=== Begin Enclosure ===
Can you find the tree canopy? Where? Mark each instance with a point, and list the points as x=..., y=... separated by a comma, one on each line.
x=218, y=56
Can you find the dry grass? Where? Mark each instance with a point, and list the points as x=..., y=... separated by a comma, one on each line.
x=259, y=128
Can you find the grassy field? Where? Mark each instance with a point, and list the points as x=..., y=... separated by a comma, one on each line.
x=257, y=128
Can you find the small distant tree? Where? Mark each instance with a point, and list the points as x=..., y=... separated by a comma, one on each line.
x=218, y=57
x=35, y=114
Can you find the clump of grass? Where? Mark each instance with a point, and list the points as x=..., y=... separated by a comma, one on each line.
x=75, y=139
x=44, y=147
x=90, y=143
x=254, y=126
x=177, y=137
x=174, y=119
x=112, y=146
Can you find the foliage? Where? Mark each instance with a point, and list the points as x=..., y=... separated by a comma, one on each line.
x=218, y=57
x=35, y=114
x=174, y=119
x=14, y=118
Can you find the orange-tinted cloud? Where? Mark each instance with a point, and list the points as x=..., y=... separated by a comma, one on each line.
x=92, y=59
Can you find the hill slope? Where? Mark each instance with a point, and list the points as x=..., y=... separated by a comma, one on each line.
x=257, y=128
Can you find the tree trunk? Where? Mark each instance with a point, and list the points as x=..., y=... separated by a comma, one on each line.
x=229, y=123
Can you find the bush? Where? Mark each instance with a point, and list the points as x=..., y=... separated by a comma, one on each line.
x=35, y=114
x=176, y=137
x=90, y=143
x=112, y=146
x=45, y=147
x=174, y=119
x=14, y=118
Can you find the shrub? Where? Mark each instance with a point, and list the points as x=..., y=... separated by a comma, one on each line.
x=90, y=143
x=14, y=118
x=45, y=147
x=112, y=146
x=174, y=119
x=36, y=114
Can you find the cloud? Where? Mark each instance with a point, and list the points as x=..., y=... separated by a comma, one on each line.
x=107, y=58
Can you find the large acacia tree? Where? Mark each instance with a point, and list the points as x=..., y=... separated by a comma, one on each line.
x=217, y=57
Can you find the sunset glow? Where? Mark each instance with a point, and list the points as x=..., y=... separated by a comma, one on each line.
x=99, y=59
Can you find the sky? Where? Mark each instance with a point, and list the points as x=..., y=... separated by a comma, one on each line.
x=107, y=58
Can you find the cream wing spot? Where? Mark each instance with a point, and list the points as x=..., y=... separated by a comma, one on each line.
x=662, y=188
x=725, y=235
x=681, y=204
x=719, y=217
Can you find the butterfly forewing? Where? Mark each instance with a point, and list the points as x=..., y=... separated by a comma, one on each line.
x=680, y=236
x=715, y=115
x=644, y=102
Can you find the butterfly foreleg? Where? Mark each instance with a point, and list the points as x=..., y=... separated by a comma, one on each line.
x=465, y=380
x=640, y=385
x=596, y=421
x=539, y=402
=== End Enclosure ===
TASK OBJECTIVE: The entries above must be written out again exactly as they are.

RESPONSE TO THE TASK:
Can you find the tree canopy? Where? Mark each instance with a point, and list the points as x=..., y=... separated by a comma, one on each line.
x=218, y=56
Can you find the dry grass? Where? Mark each instance with a point, and list the points as x=..., y=... separated by a comma, one on each line.
x=259, y=128
Can you find the grassy field? Where? Mark each instance with a point, and list the points as x=..., y=... separated by a comma, one on each line.
x=257, y=128
Can you find the small distant tree? Where? Mark each instance with a point, and list the points as x=..., y=... separated by a comma, one on each line.
x=218, y=57
x=35, y=114
Can you find the clump of grass? Where? Mark each instance with a point, and list the points as x=..., y=... separated by a comma, one on each line.
x=75, y=139
x=44, y=147
x=90, y=143
x=254, y=126
x=177, y=137
x=174, y=119
x=112, y=146
Can you find the foliage? Where? Mark each instance with a point, and list the points as x=..., y=... separated by a comma, one on each line.
x=218, y=57
x=35, y=114
x=174, y=119
x=14, y=118
Can you find the orange-tinted cloud? Where? Mark each instance with a point, and list the points as x=..., y=... separated by a comma, one on each line.
x=92, y=59
Can you find the hill slope? Where? Mark each instance with a point, and list the points as x=..., y=... separated by a comma, one on each line.
x=257, y=128
Can you find the tree trunk? Where? Mark each instance with a point, and list the points as x=..., y=... separated by a comma, one on each line.
x=229, y=123
Can you find the bush? Where? Mark each instance with a point, and list the points as x=..., y=... separated by a comma, one on each line.
x=35, y=114
x=176, y=137
x=90, y=143
x=112, y=146
x=45, y=147
x=174, y=119
x=14, y=118
Can you find the shrub? Where? Mark each instance with a point, and list the points as x=..., y=... separated by a comma, one on each line.
x=90, y=143
x=14, y=118
x=45, y=147
x=112, y=146
x=174, y=119
x=36, y=114
Can you find the cloud? Where? Mark each instance with a point, and list the points as x=..., y=... separated by a comma, one on each line.
x=107, y=58
Can you find the large acacia tree? Where? Mark each instance with a point, and list the points as x=..., y=... separated by a comma, one on each line.
x=217, y=57
Can you find the sunset glow? Where? Mark each instance with a point, and list the points as x=..., y=... separated by a comma, one on each line.
x=99, y=59
Can you find the sky? Where? Mark each instance with a point, and list the points as x=..., y=... separated by a comma, one on each line.
x=107, y=58
Can you find the cream wing spot? Where? Mark each instance with a point, and list the points as x=..., y=... separated by a comma, one on each line.
x=662, y=188
x=725, y=235
x=681, y=204
x=719, y=217
Can you find the butterfly forewing? Where? Mark each instance with a point, and list the points as x=..., y=... separated by a comma, one on each line.
x=680, y=236
x=715, y=115
x=644, y=102
Can you find the butterfly foreleg? Where? Mark each instance with a point, and list the points as x=..., y=... separated by a comma, one on each line.
x=465, y=380
x=640, y=385
x=596, y=421
x=539, y=402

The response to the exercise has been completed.